Point labeling examples
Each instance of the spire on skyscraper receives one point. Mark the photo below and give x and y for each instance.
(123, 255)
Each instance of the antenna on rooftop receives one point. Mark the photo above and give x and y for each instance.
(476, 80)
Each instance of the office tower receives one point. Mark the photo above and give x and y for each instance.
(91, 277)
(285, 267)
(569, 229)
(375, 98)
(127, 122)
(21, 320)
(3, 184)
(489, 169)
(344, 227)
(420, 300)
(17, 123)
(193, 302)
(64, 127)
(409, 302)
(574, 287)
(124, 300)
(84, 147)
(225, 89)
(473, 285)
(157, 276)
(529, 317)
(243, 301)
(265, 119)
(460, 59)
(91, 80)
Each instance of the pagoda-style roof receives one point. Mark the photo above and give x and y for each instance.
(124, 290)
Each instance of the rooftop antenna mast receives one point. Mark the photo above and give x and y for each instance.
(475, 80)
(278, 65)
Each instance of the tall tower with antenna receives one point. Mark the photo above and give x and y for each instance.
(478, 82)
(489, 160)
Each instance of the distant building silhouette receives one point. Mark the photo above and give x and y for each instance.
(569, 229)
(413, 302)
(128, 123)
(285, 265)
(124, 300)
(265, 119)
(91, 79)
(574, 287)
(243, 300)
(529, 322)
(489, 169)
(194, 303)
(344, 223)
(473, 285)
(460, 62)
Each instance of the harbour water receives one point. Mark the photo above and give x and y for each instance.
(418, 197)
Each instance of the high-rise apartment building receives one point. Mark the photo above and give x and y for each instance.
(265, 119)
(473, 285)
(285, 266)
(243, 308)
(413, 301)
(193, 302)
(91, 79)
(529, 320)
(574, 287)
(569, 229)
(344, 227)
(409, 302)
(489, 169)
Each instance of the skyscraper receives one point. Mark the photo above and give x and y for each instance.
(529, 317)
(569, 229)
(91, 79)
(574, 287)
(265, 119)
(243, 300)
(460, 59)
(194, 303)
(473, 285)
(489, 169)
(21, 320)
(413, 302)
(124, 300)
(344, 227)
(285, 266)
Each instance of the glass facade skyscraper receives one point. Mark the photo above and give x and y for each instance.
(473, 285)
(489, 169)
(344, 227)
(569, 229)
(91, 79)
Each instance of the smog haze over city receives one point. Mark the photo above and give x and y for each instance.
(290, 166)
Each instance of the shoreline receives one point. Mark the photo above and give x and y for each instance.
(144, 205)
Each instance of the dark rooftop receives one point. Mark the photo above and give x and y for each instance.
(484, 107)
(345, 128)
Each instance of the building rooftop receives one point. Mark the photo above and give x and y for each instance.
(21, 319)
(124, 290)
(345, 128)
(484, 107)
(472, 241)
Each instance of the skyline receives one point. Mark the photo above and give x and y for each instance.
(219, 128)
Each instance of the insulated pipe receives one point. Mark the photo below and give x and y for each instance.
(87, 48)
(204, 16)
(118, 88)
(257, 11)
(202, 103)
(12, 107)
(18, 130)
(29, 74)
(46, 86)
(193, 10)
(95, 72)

DIRECTIONS: Please repeat the listing exactly, with nothing left out.

FINAL ANSWER:
Each instance of the spire on skyscraper receives one point. Mark the photo below and give x and y for each instance.
(123, 255)
Each instance of the antenna on rooftop receives one point. Mark the photo above and give x and y for each instance.
(476, 80)
Each instance of the office tower receives one point. Mark the photo above and give x and y for each instance.
(91, 277)
(285, 267)
(569, 229)
(375, 98)
(127, 122)
(21, 320)
(3, 184)
(489, 169)
(344, 227)
(420, 300)
(17, 123)
(193, 302)
(64, 127)
(409, 302)
(574, 287)
(124, 300)
(84, 147)
(225, 89)
(473, 285)
(157, 276)
(529, 317)
(243, 301)
(265, 119)
(460, 59)
(91, 80)
Each instance of the pagoda-style roof receives one point. Mark the photo above and give x and y for each instance.
(124, 290)
Each instance of the rooftop antenna mast receives one point. Mark the photo above and give x and y for each instance.
(475, 80)
(278, 65)
Each instance of the tall tower with antenna receives one point. Mark the photo above and give x and y for each instance.
(478, 82)
(489, 160)
Each instance of the distant building silhouette receives one point. Mark the photo above and give x and y for each instance.
(569, 229)
(413, 302)
(128, 123)
(285, 265)
(124, 300)
(265, 119)
(91, 79)
(574, 287)
(243, 300)
(529, 322)
(489, 169)
(194, 303)
(344, 223)
(473, 285)
(460, 62)
Each instance of the harbour water receives one point. Mark the photo above and give x and y for each instance.
(418, 197)
Each instance of the high-rise apartment building receives one point. Mark the photo above and give x and y for each instance.
(265, 119)
(473, 285)
(285, 266)
(243, 308)
(413, 301)
(193, 302)
(91, 79)
(529, 320)
(574, 287)
(569, 229)
(344, 227)
(409, 302)
(489, 169)
Each instance of the skyscraper receives one point. Mark the photo above and give x and y for each instance.
(529, 317)
(569, 229)
(91, 79)
(574, 287)
(265, 119)
(243, 300)
(460, 59)
(194, 303)
(473, 285)
(489, 169)
(21, 320)
(413, 302)
(124, 300)
(344, 227)
(285, 266)
Each instance of the glass facade skyscraper receives one point. Mark the photo above and give x and y for each instance.
(473, 285)
(489, 169)
(344, 227)
(569, 229)
(91, 79)
Each instance of the smog haze over city receives one point. Mark the photo above and give x and y for each instance.
(290, 166)
Each instance of the shoreline receives one point. Mark the photo above and give x and y for each instance.
(144, 205)
Each instance of the dark rooftop receives one point. Mark the photo above and give x and y for each instance.
(484, 107)
(345, 128)
Each instance of the building rooftop receives one point. Mark the photo above and give x and y for each instance.
(21, 319)
(124, 290)
(345, 128)
(484, 107)
(472, 241)
Each instance of the skyline receives one point. Mark the photo above and give x and y for each instance.
(219, 128)
Each instance of the insulated pipe receives one point. Mark the photo below and give x and y for each instance.
(87, 48)
(204, 16)
(118, 88)
(257, 11)
(202, 103)
(12, 107)
(18, 130)
(29, 74)
(46, 86)
(193, 10)
(95, 72)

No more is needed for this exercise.